WHAT THE TASK REQUIRES:
Write out every entry exactly as it appears.

SUPPLIED MATERIAL:
▼

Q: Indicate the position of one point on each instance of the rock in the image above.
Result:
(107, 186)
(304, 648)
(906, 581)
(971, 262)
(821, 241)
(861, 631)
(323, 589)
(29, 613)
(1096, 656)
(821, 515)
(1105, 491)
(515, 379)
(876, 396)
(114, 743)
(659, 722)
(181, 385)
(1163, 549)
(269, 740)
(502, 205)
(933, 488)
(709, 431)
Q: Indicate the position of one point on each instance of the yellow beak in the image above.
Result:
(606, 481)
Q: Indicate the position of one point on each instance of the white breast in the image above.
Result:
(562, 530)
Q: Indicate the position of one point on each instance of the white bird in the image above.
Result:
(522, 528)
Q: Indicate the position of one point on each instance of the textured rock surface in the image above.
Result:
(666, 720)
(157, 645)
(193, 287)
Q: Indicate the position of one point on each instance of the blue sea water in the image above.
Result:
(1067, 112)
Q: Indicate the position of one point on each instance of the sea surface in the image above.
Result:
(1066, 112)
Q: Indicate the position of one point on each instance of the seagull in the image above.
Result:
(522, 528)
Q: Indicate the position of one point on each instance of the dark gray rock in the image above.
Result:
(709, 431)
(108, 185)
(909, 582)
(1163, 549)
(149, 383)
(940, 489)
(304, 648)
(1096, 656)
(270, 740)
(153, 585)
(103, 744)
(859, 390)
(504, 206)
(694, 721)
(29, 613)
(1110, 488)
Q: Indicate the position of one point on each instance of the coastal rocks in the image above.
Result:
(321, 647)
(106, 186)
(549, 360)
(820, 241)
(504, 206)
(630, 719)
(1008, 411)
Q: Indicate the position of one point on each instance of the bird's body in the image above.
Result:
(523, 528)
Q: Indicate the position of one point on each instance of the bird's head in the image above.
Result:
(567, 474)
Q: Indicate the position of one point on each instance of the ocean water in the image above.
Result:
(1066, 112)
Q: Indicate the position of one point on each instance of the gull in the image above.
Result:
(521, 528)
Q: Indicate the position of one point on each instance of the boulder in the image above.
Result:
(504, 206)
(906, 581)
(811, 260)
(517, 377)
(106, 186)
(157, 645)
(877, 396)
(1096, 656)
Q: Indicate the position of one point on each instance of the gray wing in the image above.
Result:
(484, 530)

▲

OUTPUT FOR THIS EXERCISE:
Q: Indicate the position of one point on each instance of the rock in the image above.
Result:
(107, 186)
(304, 648)
(906, 581)
(971, 262)
(821, 241)
(861, 631)
(323, 589)
(29, 613)
(1096, 656)
(821, 515)
(1105, 491)
(515, 379)
(876, 396)
(114, 743)
(659, 722)
(181, 385)
(1163, 549)
(269, 740)
(502, 205)
(933, 488)
(709, 431)
Q: Indicate the position of one point on each instance of the yellow beak in the image above.
Result:
(606, 481)
Q: Indicate the position of one point on each instance of the white breast in the image above.
Result:
(562, 530)
Q: Indicate the position of one point on each instance of the white bird in the image above.
Result:
(522, 528)
Q: Indicate the position of one point on each instance of the textured rock surface in the image above.
Result:
(666, 720)
(157, 645)
(193, 287)
Q: Indicate the position of one point on each instance of the blue sea water in the image above.
Result:
(1067, 112)
Q: Indicate the position of one point on each instance of the sea surface in the image above.
Result:
(1066, 112)
Q: Indicate the position of one point on each instance of the seagull in the image above.
Result:
(522, 528)
Q: Indicate the position of one point on each instance of the dark gray rock in the image above.
Result:
(709, 431)
(108, 185)
(909, 582)
(1163, 549)
(149, 383)
(940, 489)
(304, 648)
(1096, 656)
(270, 740)
(153, 585)
(103, 744)
(859, 390)
(504, 206)
(694, 721)
(29, 613)
(1110, 488)
Q: Indicate the position of one point on each instance of the coastal rocks in the image above.
Result:
(321, 647)
(106, 186)
(549, 360)
(820, 241)
(504, 206)
(630, 719)
(1008, 411)
Q: Indicate the position of one point on each instance of the bird's body in the image above.
Result:
(523, 528)
Q: Indicate the position of one point on each instance of the bird's head in the image above.
Result:
(567, 474)
Q: Indicate the position of one point on each instance of the ocean water in the image above.
Result:
(1066, 112)
Q: Indicate the position of one point on each instance of the gull in the image above.
Result:
(521, 528)
Q: Indicate the position of one point on each instance of the boulder in the image above.
Result:
(504, 206)
(906, 581)
(811, 260)
(517, 377)
(106, 186)
(157, 645)
(877, 396)
(1096, 656)
Q: Indicate the position of one point on each instance of the gray wing in the image above.
Result:
(484, 530)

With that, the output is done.